**DATA EXTRACT**
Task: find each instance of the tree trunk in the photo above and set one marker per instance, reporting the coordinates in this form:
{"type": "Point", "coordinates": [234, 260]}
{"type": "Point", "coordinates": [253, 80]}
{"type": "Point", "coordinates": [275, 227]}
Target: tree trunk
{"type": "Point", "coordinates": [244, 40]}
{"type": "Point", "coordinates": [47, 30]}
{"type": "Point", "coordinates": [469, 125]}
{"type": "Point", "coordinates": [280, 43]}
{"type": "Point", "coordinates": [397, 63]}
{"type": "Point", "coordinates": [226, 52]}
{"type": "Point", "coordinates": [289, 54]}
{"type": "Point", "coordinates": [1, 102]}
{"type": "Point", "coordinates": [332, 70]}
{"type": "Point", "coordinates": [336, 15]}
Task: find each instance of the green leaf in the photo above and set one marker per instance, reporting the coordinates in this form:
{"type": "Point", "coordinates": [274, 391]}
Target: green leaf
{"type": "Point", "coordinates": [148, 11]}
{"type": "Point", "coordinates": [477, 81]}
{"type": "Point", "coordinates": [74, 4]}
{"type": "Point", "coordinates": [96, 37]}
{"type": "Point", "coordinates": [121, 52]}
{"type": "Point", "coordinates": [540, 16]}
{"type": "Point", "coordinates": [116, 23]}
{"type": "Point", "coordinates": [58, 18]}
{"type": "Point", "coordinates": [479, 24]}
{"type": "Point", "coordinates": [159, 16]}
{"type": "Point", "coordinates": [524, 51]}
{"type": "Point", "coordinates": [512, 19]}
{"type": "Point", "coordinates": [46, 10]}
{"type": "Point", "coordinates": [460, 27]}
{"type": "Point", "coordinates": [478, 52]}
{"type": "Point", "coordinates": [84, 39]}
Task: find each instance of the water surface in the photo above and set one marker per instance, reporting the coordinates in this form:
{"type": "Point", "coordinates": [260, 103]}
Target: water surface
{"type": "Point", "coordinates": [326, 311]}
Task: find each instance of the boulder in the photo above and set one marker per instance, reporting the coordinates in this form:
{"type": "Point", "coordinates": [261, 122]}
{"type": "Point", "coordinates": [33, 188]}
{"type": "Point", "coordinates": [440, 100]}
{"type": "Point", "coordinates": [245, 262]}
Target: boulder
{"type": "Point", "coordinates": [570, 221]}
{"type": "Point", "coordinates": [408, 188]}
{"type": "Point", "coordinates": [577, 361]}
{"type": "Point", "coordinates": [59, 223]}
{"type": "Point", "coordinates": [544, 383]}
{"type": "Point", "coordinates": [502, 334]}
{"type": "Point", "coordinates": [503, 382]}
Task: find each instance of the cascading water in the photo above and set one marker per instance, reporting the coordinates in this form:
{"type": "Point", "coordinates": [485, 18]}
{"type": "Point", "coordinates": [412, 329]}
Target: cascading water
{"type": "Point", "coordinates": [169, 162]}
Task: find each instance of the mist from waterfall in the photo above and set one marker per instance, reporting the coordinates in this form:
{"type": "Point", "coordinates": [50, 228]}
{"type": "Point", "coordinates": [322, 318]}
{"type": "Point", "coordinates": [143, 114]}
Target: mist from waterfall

**PROBLEM REQUIREMENTS**
Return only those lines of the records that contain the string "waterfall".

**EXERCISE ANSWER**
Task: find each instance of the mist from waterfall in the photo above and set one marker per instance, reporting the coordinates in this form:
Target: mist from waterfall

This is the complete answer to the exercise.